Shutting Down Nuclear Power in Germany? This May be the Best Thing for Renewable Energy and Emissions Reductions.

So, Germany is shutting down all of its nuclear plants by 2022. At the peak the plants produced 27.5% of Germany’s electricity. Renewable Energy is now up to 17.5%. There is a big gap to fill in a short period of time and it has German industry and the utilities screaming. This is on the path to have 80% of all its electrical energy come from non-carbon sources by 2050 in addition to a 50% reduction in consumption.  While one could question eliminating Nuclear from the clean energy picture, what Germany is doing will very likely produce an acceleration in innovation, efficiency and the development of intellectual property that will 1) keep Germany’s energy costs from rising, 2) expand Germany’s trade surplus 3) increase Germany’s share of global Intellectual Property and 4) reduce the world’s CO2 emissions more than would have occurred otherwise. This is a bold, audacious step and does require a leap of faith that the German engineers and scientists will accelerate the pace of economic renewable energy development, and German industry and its people will further increase the efficiency of energy usage. I think they will do it, primarily because they have to and they have the talent to do it. This may be one of the most exciting moves by a government to date in the renewable energy field—and a positive move on emissions.

• _Record set_
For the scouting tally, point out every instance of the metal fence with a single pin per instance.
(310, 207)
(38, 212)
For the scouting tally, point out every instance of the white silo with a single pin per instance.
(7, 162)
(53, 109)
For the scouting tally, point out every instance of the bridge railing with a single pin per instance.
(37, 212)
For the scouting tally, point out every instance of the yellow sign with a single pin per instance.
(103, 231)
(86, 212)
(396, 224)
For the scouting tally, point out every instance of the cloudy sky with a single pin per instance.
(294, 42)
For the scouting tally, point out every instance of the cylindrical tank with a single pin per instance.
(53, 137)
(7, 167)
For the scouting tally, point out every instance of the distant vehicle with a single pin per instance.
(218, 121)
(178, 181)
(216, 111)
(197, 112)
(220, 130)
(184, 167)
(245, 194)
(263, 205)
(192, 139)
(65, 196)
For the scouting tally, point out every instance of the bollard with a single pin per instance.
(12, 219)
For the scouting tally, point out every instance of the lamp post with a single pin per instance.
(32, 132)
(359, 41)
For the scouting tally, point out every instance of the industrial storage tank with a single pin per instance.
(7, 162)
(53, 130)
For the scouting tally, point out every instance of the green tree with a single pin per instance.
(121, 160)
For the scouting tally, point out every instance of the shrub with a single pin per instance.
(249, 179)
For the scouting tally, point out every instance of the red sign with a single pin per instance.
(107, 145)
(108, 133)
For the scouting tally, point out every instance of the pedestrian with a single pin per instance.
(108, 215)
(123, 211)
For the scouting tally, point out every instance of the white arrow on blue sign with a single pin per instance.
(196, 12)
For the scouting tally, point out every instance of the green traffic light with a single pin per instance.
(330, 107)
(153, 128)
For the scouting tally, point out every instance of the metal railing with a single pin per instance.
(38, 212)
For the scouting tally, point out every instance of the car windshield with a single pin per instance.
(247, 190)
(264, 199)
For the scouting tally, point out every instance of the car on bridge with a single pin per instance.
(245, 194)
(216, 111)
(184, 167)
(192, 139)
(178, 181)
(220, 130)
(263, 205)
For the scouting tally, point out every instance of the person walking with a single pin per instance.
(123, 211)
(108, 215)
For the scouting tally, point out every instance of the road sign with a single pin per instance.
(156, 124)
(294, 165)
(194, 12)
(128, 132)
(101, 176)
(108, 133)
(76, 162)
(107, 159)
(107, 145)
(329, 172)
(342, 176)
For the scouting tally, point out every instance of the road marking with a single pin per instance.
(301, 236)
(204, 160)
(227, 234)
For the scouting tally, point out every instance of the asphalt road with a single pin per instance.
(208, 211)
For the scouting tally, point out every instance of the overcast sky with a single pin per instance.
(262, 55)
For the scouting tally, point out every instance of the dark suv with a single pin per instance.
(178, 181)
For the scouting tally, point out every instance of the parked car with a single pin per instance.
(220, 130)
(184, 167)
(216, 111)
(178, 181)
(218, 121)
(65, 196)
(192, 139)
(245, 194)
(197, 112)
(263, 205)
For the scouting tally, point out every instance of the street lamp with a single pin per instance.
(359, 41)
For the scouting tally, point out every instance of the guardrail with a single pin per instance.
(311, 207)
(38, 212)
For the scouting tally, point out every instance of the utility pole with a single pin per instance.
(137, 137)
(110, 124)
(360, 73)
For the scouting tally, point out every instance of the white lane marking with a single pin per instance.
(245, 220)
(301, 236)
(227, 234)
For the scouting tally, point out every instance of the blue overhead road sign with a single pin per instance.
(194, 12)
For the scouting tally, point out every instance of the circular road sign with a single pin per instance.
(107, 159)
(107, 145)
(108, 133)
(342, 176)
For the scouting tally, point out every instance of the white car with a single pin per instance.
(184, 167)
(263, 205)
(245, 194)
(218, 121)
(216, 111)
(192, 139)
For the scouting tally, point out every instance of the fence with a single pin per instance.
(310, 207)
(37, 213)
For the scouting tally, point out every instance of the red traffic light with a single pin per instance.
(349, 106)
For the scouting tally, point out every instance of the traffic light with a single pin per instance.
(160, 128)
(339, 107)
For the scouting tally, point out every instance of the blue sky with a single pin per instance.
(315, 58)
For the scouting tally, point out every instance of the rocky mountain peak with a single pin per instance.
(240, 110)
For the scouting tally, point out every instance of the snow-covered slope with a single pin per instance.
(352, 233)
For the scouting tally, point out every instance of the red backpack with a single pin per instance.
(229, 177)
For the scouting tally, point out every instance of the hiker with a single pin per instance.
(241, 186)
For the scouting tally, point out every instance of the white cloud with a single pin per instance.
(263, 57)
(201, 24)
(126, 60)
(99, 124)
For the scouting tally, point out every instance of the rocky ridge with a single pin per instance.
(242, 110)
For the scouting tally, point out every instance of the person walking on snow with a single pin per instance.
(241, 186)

• _Task to complete_
Answer these from the article on Germany's nuclear shutdown:
(a) At their peak, what share of Germany's electricity did its nuclear plants produce?
(b) By what year is Germany shutting down all of its nuclear plants?
(c) By 2050, what share of Germany's electrical energy is meant to come from non-carbon sources?
Answer from the article on Germany's nuclear shutdown alone, not from the data.

• _Response_
(a) 27.5%
(b) 2022
(c) 80%